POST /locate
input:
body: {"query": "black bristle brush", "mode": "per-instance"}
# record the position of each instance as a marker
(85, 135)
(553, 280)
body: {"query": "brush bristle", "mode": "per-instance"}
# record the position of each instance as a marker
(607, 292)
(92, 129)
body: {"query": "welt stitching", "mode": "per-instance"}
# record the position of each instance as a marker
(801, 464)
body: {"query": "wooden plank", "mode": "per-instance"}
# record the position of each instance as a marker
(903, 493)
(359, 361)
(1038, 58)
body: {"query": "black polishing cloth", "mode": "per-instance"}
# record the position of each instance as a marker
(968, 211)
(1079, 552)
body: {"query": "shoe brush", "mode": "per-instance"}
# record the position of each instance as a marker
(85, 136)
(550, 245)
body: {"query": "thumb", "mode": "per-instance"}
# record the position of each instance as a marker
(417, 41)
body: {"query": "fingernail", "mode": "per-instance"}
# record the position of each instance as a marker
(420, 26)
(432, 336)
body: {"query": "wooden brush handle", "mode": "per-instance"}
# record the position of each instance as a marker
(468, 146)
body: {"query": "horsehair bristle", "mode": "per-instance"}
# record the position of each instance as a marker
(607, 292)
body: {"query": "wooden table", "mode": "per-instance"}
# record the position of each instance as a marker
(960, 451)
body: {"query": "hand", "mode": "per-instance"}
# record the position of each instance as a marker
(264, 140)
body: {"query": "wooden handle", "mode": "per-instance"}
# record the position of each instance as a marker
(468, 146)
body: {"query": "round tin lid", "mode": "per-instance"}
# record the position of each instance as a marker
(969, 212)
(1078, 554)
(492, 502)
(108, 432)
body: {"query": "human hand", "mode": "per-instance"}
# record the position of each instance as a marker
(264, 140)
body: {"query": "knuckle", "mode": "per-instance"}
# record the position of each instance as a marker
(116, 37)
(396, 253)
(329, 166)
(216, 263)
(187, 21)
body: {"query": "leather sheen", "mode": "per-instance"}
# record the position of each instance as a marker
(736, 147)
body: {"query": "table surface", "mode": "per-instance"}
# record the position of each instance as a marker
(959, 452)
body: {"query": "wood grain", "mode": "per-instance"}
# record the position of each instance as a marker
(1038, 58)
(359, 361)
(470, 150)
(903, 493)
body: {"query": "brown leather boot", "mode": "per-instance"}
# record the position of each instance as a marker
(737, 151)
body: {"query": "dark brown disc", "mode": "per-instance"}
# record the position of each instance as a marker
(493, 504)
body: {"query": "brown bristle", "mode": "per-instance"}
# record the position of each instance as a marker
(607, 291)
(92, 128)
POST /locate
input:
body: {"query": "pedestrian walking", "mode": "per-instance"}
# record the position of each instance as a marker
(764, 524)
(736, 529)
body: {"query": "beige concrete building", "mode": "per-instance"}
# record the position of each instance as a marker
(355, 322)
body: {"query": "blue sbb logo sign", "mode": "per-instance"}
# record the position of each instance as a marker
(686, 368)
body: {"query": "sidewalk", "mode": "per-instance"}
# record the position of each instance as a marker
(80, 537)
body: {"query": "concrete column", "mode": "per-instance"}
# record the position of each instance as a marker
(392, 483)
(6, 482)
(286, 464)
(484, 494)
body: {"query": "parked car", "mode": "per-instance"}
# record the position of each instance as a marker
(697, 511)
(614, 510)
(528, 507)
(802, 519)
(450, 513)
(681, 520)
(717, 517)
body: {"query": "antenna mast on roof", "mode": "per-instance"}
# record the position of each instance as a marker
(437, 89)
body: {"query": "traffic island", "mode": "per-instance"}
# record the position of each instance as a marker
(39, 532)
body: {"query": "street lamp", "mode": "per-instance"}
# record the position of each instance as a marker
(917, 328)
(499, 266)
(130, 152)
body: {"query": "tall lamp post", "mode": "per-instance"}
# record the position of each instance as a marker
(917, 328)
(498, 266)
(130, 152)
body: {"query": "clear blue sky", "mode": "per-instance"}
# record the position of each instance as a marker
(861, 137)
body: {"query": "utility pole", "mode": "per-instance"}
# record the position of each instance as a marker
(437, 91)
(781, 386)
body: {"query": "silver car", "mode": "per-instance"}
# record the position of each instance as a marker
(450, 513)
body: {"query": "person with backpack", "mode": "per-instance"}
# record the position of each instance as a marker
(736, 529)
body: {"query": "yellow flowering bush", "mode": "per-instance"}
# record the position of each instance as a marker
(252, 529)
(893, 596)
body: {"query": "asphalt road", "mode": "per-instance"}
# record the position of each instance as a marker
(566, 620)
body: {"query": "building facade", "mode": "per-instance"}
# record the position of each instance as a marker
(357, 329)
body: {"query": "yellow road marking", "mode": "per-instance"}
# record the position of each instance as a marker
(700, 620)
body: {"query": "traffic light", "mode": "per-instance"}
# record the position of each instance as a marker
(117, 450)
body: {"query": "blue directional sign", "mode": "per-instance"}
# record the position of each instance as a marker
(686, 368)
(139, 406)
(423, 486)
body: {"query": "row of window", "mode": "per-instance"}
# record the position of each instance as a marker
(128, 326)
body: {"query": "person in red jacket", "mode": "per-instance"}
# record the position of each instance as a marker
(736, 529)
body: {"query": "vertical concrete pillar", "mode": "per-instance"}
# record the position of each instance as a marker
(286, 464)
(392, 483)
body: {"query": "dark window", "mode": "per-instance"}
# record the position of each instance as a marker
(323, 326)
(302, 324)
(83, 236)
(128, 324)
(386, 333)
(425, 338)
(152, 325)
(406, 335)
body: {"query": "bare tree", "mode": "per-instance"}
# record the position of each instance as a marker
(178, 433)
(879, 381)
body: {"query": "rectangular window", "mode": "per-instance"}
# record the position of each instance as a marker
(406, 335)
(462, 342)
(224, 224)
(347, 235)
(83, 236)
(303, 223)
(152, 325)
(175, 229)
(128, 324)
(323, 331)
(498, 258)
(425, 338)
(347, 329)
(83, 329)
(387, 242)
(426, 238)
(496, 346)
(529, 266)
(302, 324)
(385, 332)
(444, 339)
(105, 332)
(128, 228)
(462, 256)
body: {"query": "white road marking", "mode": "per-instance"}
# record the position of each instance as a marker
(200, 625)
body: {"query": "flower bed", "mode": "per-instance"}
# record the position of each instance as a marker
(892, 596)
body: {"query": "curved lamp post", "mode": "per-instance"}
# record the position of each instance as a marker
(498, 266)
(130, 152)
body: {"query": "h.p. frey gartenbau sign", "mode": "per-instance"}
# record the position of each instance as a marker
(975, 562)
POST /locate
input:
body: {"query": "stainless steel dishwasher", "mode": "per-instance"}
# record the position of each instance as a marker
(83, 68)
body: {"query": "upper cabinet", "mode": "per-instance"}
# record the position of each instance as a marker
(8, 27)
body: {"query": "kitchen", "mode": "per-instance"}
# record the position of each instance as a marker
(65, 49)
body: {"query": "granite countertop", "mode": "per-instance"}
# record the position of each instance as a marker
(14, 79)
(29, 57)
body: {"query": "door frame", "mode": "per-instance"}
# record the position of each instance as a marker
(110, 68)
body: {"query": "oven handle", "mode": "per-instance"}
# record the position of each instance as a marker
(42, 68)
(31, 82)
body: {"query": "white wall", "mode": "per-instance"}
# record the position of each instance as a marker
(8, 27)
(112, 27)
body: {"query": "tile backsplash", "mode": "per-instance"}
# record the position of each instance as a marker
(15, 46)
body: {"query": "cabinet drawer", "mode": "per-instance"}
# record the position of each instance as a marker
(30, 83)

◆ SHORT TASK
Transcribe the material above in its entirety. Match it exactly.

◆ OUTPUT FOR THIS TASK
POST /locate
input:
body: {"query": "black bristle brush", "mode": "per-instance"}
# record the position of each instance as a marker
(85, 135)
(553, 280)
body: {"query": "brush bristle", "mode": "per-instance"}
# record the position of each instance as a marker
(607, 292)
(92, 129)
body: {"query": "welt stitching", "mode": "per-instance"}
# record the position of each instance as a marker
(801, 464)
body: {"query": "wooden plank", "mode": "per-instance"}
# record the position of each instance as a marker
(903, 493)
(359, 361)
(1038, 58)
body: {"query": "black polishing cloth", "mode": "per-instance"}
# record the position of each instance as a marker
(968, 211)
(1079, 552)
body: {"query": "shoe brush", "mode": "per-instance"}
# record the position of each instance as a marker
(85, 136)
(550, 245)
body: {"query": "thumb", "mode": "per-instance"}
# record the position of each instance as a marker
(417, 41)
body: {"query": "fingernail", "mode": "per-instance"}
# record the position of each instance as a marker
(420, 26)
(432, 336)
body: {"query": "wooden brush handle", "mode": "per-instance"}
# record the position of each instance as a marker
(468, 146)
body: {"query": "horsehair bristle", "mode": "per-instance"}
# record the position of each instance as a marker
(607, 292)
body: {"query": "wooden table", "mode": "per-instance"}
# record the position of each instance as a marker
(960, 451)
body: {"query": "hand", "mode": "per-instance"}
# record the position of each instance as a marker
(264, 140)
body: {"query": "wooden handle", "mode": "per-instance"}
# record the position of each instance as a marker
(468, 146)
body: {"query": "round tin lid", "mode": "per-instance"}
# record the position of each instance as a marker
(969, 212)
(1078, 554)
(492, 502)
(108, 432)
body: {"query": "human hand", "mode": "per-instance"}
# record the position of each instance as a marker
(264, 140)
body: {"query": "knuckle", "mode": "per-instance"}
# record the position of each instance as a marker
(116, 37)
(396, 253)
(329, 166)
(216, 263)
(187, 21)
body: {"query": "leather sheen", "mode": "per-instance"}
# record the position of each instance as a marker
(736, 147)
body: {"query": "table surface", "mode": "per-instance"}
# record the position of each instance as a marker
(959, 452)
body: {"query": "wood grain", "mode": "per-instance"}
# record the position of each instance as a marker
(1038, 58)
(359, 361)
(470, 150)
(903, 493)
body: {"query": "brown leather boot", "mode": "per-instance"}
# record the position of each instance as a marker
(737, 151)
body: {"query": "dark brown disc", "mode": "per-instance"}
# record the position of each instance as a marker
(493, 504)
body: {"query": "brown bristle", "mode": "per-instance"}
# record the position of each instance as a marker
(607, 291)
(92, 128)
POST /locate
input:
body: {"query": "pedestrian walking", "mode": "per-instance"}
# record the position of each instance as a marker
(764, 524)
(736, 529)
body: {"query": "beige concrete building", "mode": "per-instance"}
# record the position of each instance as a marker
(355, 322)
body: {"query": "blue sbb logo sign", "mode": "per-instance"}
# record the position of each instance as a marker
(686, 368)
body: {"query": "sidewalk", "mode": "per-instance"}
# record the position of each instance as a marker
(80, 537)
body: {"query": "concrete column", "mode": "per-instance"}
# record the position of each instance as a marker
(392, 483)
(6, 482)
(286, 464)
(484, 494)
body: {"query": "parked car", "mode": "per-instance"}
# record the position of each instance as a marker
(697, 511)
(614, 510)
(528, 507)
(802, 519)
(450, 513)
(681, 520)
(717, 517)
body: {"query": "antenna mast on roof", "mode": "per-instance"}
# record the position of each instance as a marker
(437, 89)
body: {"query": "traffic island", "mode": "per-instance"}
# record the position of each instance as a marker
(39, 532)
body: {"query": "street lamp", "mode": "per-instance"}
# record the position of each instance as a marker
(917, 328)
(499, 266)
(130, 152)
body: {"query": "tall lamp post", "mode": "per-instance"}
# record the position of each instance as a marker
(917, 328)
(498, 266)
(130, 152)
body: {"query": "clear blue sky", "mode": "per-instance"}
# record the position of each instance as a marker
(861, 137)
body: {"query": "utility pole", "mode": "per-instance"}
# record the position of each instance as a marker
(437, 91)
(781, 386)
body: {"query": "silver car", "mode": "per-instance"}
# record the position of each instance as a marker
(450, 513)
body: {"query": "person with backpack", "mode": "per-instance"}
# record the position of each instance as a marker
(736, 529)
body: {"query": "yellow flowering bush", "mode": "per-instance"}
# record the position of each instance as a marker
(252, 529)
(893, 596)
body: {"query": "asphalt road", "mode": "per-instance"}
# record the position of each instance as a marker
(566, 620)
body: {"query": "building facade", "mode": "per-instance"}
# record the position of each instance as a marker
(357, 329)
body: {"query": "yellow road marking", "mode": "per-instance"}
# record the position of each instance as a marker
(700, 620)
body: {"query": "traffic light", "mode": "per-instance"}
# record the position of each instance as a marker
(117, 450)
body: {"query": "blue directional sign", "mode": "per-instance"}
# record the position of each instance as a marker
(686, 368)
(139, 406)
(423, 486)
body: {"query": "row of window", "mode": "per-instance"}
# record the position of each instance as a marker
(128, 326)
body: {"query": "person in red jacket", "mode": "per-instance"}
# record the position of each instance as a marker
(736, 529)
body: {"query": "vertical concrete pillar", "mode": "per-instance"}
# record the position of each instance as a marker
(286, 464)
(392, 483)
body: {"query": "dark window", "mode": "per-instance"}
# record the position of each instance as a marker
(323, 326)
(302, 324)
(83, 236)
(128, 324)
(386, 333)
(425, 338)
(152, 325)
(406, 335)
body: {"query": "bare tree", "mode": "per-instance"}
# record the position of each instance as a marker
(178, 433)
(879, 381)
body: {"query": "rectangular window", "mode": "per-instance"}
# record the position of each instance as a marker
(406, 335)
(462, 342)
(224, 224)
(347, 235)
(83, 236)
(303, 223)
(152, 325)
(175, 229)
(128, 324)
(323, 331)
(498, 258)
(425, 338)
(347, 329)
(83, 329)
(387, 242)
(426, 238)
(496, 346)
(529, 266)
(302, 324)
(385, 332)
(444, 339)
(105, 332)
(128, 228)
(462, 256)
body: {"query": "white road marking", "mode": "per-instance"}
# record the position of each instance as a marker
(200, 625)
body: {"query": "flower bed", "mode": "per-instance"}
# record the position of each instance as a marker
(892, 596)
body: {"query": "curved lamp post", "mode": "per-instance"}
# record the position of each instance as a marker
(498, 266)
(130, 152)
body: {"query": "h.p. frey gartenbau sign", "mode": "per-instance"}
# record the position of each instance as a marker
(975, 562)
POST /locate
input:
body: {"query": "stainless steel dishwasher", "mode": "per-instance"}
# record the position of each instance as a marker
(83, 68)
body: {"query": "upper cabinet", "mode": "per-instance"}
# record the position of each instance as a marker
(8, 27)
body: {"query": "kitchen", "mode": "per-instance"}
# record the position of each instance as a marker
(65, 49)
body: {"query": "granite countertop", "mode": "per-instance"}
# record the position of each instance as a marker
(14, 79)
(29, 57)
body: {"query": "door frame", "mode": "per-instance"}
# record the position of each instance as a marker
(110, 68)
body: {"query": "oven handle", "mode": "per-instance"}
# record the position of each instance as a marker
(42, 68)
(31, 82)
body: {"query": "white wall", "mode": "per-instance"}
# record the position of each instance as a marker
(8, 27)
(112, 27)
body: {"query": "tile backsplash", "mode": "per-instance"}
# record the position of each instance as a marker
(15, 46)
body: {"query": "cabinet drawer", "mode": "per-instance"}
# record the position of each instance as a marker
(30, 83)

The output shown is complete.